What you will do: Retype the line containing "Exercise. Indicate the cherry" and each later line through the end of the listing, exactly as written, with no other lines.

Exercise data:
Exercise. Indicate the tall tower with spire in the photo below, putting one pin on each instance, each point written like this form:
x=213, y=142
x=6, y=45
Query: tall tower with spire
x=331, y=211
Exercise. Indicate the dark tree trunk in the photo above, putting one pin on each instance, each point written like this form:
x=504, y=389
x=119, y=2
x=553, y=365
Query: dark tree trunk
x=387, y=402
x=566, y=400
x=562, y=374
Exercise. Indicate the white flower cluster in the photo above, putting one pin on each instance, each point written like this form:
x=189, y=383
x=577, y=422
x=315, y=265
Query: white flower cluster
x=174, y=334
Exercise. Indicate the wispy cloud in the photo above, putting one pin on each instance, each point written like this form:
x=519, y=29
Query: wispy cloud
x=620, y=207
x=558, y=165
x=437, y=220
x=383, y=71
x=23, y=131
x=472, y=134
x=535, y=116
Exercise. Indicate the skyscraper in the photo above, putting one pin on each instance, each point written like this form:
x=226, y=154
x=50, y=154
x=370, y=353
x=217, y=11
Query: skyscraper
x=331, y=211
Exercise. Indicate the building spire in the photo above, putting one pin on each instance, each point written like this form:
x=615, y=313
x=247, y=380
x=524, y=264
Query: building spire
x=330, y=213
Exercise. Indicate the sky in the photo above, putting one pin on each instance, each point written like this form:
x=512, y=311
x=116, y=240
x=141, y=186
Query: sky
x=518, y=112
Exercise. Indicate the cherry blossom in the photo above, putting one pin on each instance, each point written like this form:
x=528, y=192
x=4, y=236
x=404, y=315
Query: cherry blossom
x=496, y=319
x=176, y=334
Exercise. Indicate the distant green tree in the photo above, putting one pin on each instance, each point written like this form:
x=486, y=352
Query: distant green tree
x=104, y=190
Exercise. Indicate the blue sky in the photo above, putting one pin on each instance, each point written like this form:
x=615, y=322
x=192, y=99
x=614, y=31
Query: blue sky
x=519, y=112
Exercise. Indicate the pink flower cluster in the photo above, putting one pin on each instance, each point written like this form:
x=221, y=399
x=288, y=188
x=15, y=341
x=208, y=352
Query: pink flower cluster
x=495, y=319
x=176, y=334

Task solution:
Exercise. Indicate the cherry blossom in the photo above, putting one pin on each instance, each point written like this form:
x=528, y=192
x=4, y=236
x=404, y=315
Query: cherry blossom
x=496, y=319
x=176, y=334
Exercise. Indicate the distant green tree in the photo above, putting one pin on each instance, each point written like this form:
x=486, y=352
Query: distant green tree
x=104, y=190
Exercise. Indicate the blue sky in the photo above, putting one pin on each instance, each point written like this form:
x=615, y=322
x=192, y=99
x=614, y=31
Query: blue sky
x=519, y=112
Exercise. Indicate the pink flower cluster in the photo above, putting one pin on each instance, each point written like this form:
x=221, y=399
x=288, y=188
x=15, y=341
x=208, y=352
Query: pink flower cluster
x=495, y=319
x=176, y=334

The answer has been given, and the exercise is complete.